AIM |
Without the images, print all the entries below exactly as given.

(Stored dataset items)

+ + + +

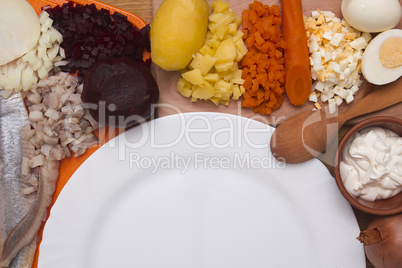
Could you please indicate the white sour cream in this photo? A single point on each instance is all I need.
(371, 164)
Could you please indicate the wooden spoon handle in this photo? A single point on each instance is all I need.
(377, 100)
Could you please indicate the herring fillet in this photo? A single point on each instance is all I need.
(14, 205)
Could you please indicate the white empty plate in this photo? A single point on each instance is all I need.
(199, 190)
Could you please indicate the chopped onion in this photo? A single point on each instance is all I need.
(45, 57)
(19, 29)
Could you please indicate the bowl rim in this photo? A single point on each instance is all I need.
(351, 199)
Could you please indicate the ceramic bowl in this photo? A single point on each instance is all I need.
(388, 206)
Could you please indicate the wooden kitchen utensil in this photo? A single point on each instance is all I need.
(308, 134)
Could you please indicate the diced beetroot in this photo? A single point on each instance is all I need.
(95, 33)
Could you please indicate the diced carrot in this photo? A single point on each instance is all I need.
(245, 34)
(246, 22)
(247, 83)
(253, 16)
(259, 8)
(263, 65)
(258, 39)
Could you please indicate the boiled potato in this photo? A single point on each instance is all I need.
(177, 32)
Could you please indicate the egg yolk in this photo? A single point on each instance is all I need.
(391, 52)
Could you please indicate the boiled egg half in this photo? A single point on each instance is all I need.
(382, 60)
(372, 15)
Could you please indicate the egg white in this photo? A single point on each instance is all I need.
(372, 15)
(372, 68)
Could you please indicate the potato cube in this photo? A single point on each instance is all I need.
(220, 6)
(212, 77)
(232, 28)
(222, 31)
(206, 63)
(195, 63)
(226, 51)
(207, 50)
(204, 92)
(224, 66)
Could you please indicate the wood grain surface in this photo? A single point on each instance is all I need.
(166, 80)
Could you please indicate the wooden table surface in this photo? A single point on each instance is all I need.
(143, 8)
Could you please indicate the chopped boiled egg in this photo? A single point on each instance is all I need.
(336, 50)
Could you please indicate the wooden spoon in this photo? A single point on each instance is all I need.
(308, 134)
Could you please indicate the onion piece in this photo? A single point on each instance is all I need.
(19, 31)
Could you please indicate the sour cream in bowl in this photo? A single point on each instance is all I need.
(368, 166)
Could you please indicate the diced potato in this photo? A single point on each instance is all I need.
(214, 74)
(224, 66)
(212, 77)
(195, 63)
(207, 50)
(194, 77)
(226, 51)
(206, 63)
(204, 92)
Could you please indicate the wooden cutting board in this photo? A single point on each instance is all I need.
(172, 102)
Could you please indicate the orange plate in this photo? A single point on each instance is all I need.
(69, 165)
(134, 19)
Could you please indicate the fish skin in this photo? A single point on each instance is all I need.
(14, 205)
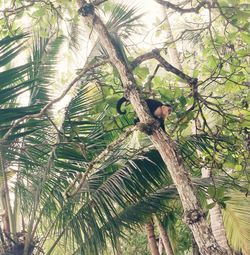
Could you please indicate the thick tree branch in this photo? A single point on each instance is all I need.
(163, 143)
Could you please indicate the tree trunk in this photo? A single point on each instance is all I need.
(217, 219)
(164, 236)
(195, 248)
(151, 238)
(193, 213)
(118, 247)
(160, 246)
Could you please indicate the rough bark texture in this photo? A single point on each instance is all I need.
(151, 239)
(216, 218)
(164, 237)
(193, 213)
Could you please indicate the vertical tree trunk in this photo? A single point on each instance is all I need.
(160, 246)
(118, 247)
(151, 238)
(195, 248)
(164, 236)
(216, 218)
(193, 213)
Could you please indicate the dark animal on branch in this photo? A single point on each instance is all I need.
(159, 110)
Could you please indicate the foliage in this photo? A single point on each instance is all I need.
(42, 153)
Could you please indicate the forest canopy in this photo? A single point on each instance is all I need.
(77, 177)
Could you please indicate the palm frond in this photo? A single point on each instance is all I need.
(236, 221)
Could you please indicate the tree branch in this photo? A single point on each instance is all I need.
(177, 8)
(47, 106)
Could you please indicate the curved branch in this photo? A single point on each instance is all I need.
(177, 8)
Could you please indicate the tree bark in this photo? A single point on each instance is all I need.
(216, 219)
(164, 236)
(193, 213)
(151, 238)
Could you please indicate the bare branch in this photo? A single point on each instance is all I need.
(177, 8)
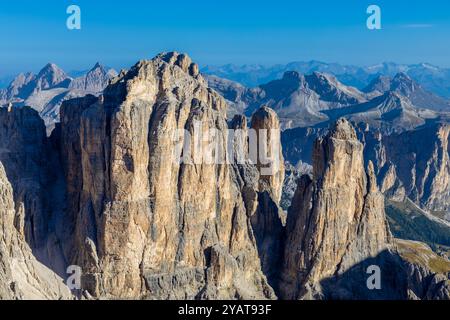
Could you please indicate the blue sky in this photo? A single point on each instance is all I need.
(118, 33)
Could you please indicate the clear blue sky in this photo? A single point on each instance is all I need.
(118, 33)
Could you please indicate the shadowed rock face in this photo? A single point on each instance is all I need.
(24, 153)
(141, 224)
(21, 275)
(147, 225)
(336, 219)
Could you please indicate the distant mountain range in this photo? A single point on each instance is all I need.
(432, 78)
(390, 104)
(46, 90)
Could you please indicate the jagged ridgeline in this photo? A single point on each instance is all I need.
(105, 192)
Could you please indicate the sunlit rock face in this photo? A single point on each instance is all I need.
(336, 219)
(147, 225)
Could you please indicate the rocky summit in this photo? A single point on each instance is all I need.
(126, 191)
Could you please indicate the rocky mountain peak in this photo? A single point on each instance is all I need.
(51, 76)
(403, 84)
(379, 84)
(343, 130)
(316, 249)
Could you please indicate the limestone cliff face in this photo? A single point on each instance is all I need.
(147, 225)
(422, 161)
(24, 154)
(21, 275)
(336, 219)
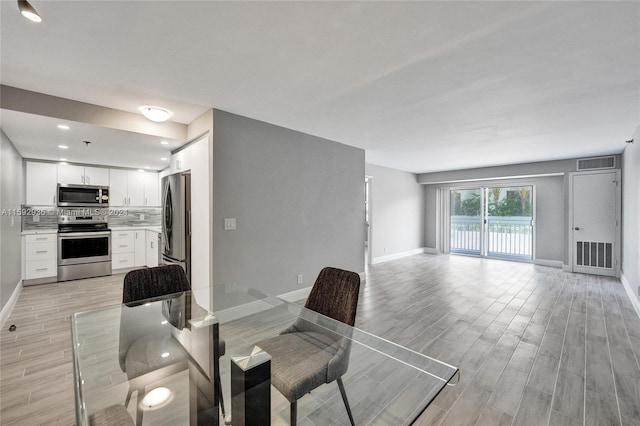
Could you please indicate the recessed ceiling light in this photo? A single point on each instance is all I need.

+ + + +

FULL RESPONSE |
Could you please indicate the white sour cream in this photo? A single point on each instance is all I need.
(371, 164)
Could you please indicate the wooden spoon handle in this photo? A single point on each instance is all I need.
(377, 100)
Could you please indicate the herring fillet in this photo? A single point on each instance is all I need.
(14, 205)
Could you please indicate the white empty plate in this photo? A single point on each instance is all I need.
(199, 190)
Could you please indicate the chopped onion in this photo? A single point on each instance is all I need.
(45, 57)
(19, 29)
Could you please indicate the bowl rim in this photo? A single point on each instance is all I need.
(351, 199)
Could you please indicate the ceramic bowl in this photo? A single point on each instance is all I need.
(388, 206)
Could you please indicate the wooden kitchen utensil in this photo? A single point on each instance is all I need.
(308, 134)
Could you please indicate the diced beetroot in this photo? A single point on each instance is all I need.
(95, 33)
Could you please indicate the diced carrot in this photo? A single point on each instance is all I need.
(245, 34)
(246, 22)
(247, 83)
(253, 16)
(259, 8)
(263, 65)
(258, 39)
Could you please indicate the boiled potato in this photo? A single point on each instance is all I need.
(177, 32)
Could you please indicate the egg yolk in this photo? A single point on each instance is all I need.
(391, 52)
Could you please indicate the boiled egg half in this photo? A single point on each instance is all I need.
(382, 60)
(372, 15)
Could you please indicate the egg white in this photo? A single point on each instance is all I need.
(372, 15)
(372, 68)
Could you please indicate the potato cube in this photo? A single point on each instance is all I need.
(220, 6)
(212, 77)
(232, 28)
(222, 31)
(206, 63)
(195, 63)
(226, 51)
(207, 50)
(204, 92)
(224, 66)
Could you please indicate the wood grain surface in this photo? A single point on each instance is all I need.
(166, 80)
Could you please indicate the wooden table surface in this photo? A single point on each instance is all I need.
(143, 8)
Could you please indicate the chopped boiled egg in this photo? A single point on each instance is all I need.
(336, 50)
Could you please indicate the wooden spoon in this photo? A single point on each instance is all I need.
(308, 134)
Could you please indicate the onion piece in this photo? A single point on each instance is all I need.
(19, 31)
Could you please indicate the sour cream in bowl in this photo? A single point on each instance is all I need.
(368, 166)
Could you please indicate the diced potato in this photo? A single point on each instance is all I need.
(214, 74)
(224, 66)
(212, 77)
(195, 63)
(207, 50)
(194, 77)
(226, 51)
(206, 63)
(204, 92)
Could you please indicate the wooden cutting board in this photo? A single point on each instance is all I need.
(172, 102)
Could you please indicate the orange plate in this photo? A single point on each instance is all I need.
(69, 165)
(134, 19)
Could you please indicate the fish skin in this photo? A single point on each instance is all I need.
(14, 205)
Could you please indicate the thick tree branch in this photo? A single point on each instance is all I need.
(163, 143)
Could you please indicate the tree trunk in this photo? A single point on each instance is all I need.
(217, 219)
(164, 236)
(195, 248)
(151, 238)
(193, 213)
(118, 247)
(160, 246)
Could you please indicate the rough bark texture in this photo? A single point on each instance is all I need.
(151, 239)
(216, 218)
(164, 237)
(193, 213)
Could you please indicate the vertical tree trunk in this photo? A single point on each instance is all I need.
(160, 246)
(118, 247)
(151, 238)
(195, 248)
(164, 236)
(216, 218)
(193, 213)
Could you please indicate the dark animal on branch in this photo? A single point on each instance is all I need.
(159, 110)
Could you please indicate the foliage in this photo? A single point on each instance is all I need.
(42, 153)
Could you please indicate the forest canopy in this photo? A single point on each instance is all I need.
(77, 177)
Could you please indicate the palm frond in this photo? A single point on each instance is all I need.
(236, 221)
Could you please indicate the tree branch in this photo? A single point on each instance is all I need.
(177, 8)
(47, 106)
Could you please indicate the curved branch in this photo? A single point on each instance is all I need.
(177, 8)
Could you please indicate the tree bark in this photo? A single point on each instance is all I need.
(216, 219)
(164, 236)
(193, 213)
(151, 238)
Could you please indicate the bare branch in this photo? A single point on each instance is all I need.
(177, 8)
Could you please indicate the blue sky in this photo? A single point on each instance is all I need.
(118, 33)
Could you please indicate the clear blue sky in this photo? A single point on each instance is all I need.
(118, 33)
Could you please indicate the shadowed rock face in this photo? A single point on each instance is all I need.
(24, 153)
(141, 224)
(21, 275)
(147, 225)
(336, 219)
Could you please indicate the distant mountain range in this photo? A single point on each instance is all I need.
(432, 78)
(390, 104)
(46, 90)
Could you please indicate the jagged ridgeline in this photo? A single point on each instance is all I need.
(105, 192)
Could you please indicate the sunlit rock face in this photo? A single point on each instance is all I need.
(336, 219)
(147, 225)
Could you please indicate the rocky summit in this photo? A single point on each instance is all I need.
(126, 191)
Could you please indicate the rocky mountain peak in this photo? A single point on each instance is all I need.
(51, 76)
(403, 84)
(379, 84)
(343, 130)
(316, 249)
Could you please indicate the limestone cliff face in this photo? A single point on each instance is all I need.
(147, 225)
(422, 161)
(24, 154)
(21, 275)
(336, 219)
Could you please indicate the recessed ceiling light in this photo? A single point on each instance is all I need.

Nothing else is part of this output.